Source records:
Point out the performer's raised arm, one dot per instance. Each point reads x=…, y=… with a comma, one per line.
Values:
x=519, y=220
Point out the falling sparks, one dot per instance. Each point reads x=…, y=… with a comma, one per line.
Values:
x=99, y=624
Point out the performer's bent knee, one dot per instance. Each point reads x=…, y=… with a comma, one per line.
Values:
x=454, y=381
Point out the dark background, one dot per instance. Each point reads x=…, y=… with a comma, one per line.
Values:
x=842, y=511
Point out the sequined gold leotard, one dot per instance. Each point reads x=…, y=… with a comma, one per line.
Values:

---

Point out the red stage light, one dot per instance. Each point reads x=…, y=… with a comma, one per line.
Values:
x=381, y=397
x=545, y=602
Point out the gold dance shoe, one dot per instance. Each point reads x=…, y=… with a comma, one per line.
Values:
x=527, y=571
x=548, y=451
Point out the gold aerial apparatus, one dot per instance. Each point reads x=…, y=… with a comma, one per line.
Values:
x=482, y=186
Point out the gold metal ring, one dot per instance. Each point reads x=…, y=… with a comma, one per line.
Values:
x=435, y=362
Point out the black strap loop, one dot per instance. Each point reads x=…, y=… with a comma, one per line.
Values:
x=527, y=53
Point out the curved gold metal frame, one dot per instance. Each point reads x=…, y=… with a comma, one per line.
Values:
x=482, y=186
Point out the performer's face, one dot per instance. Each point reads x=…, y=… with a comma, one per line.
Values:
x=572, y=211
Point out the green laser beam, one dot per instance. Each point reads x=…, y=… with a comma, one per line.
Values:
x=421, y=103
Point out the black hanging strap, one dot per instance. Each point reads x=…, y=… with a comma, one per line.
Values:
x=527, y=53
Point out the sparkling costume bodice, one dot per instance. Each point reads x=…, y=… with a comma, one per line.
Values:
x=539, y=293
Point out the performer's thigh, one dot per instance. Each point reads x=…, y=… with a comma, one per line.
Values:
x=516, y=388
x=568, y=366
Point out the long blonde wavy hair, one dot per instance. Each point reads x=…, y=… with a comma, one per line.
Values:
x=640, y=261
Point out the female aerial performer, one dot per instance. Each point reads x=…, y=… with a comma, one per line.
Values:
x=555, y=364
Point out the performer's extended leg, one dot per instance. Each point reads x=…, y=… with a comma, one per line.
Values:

--

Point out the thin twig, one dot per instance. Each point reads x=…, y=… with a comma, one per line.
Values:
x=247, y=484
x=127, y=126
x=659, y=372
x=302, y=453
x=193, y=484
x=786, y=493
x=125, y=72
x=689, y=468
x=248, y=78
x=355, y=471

Written request: Copy the lines verbatim from the line containing "Point out the black strap" to the line containing "x=568, y=366", inclusive.

Output below:
Point out the black strap loop, one dot per instance. Each point reads x=…, y=… with a comma, one per line.
Values:
x=527, y=53
Point out the curved gold metal frame, one dot per instance. Each point reads x=…, y=… with a comma, one per line.
Values:
x=482, y=186
Point out the performer's face, one dot per instance. Each point reads x=…, y=… with a comma, one per line.
Values:
x=572, y=211
Point out the green laser beam, one dot per instance. Each point reads x=…, y=… with a comma, one per line.
Values:
x=421, y=103
Point out the black hanging strap, one dot per instance. Each point reads x=…, y=… with a comma, one per line.
Values:
x=527, y=53
Point out the sparkling costume bodice, one dot per instance. Each point reads x=…, y=… with a comma, one per line.
Values:
x=539, y=293
Point out the performer's thigh, one dot per instance. Each point reads x=…, y=… with a comma, one per line.
Values:
x=516, y=388
x=568, y=366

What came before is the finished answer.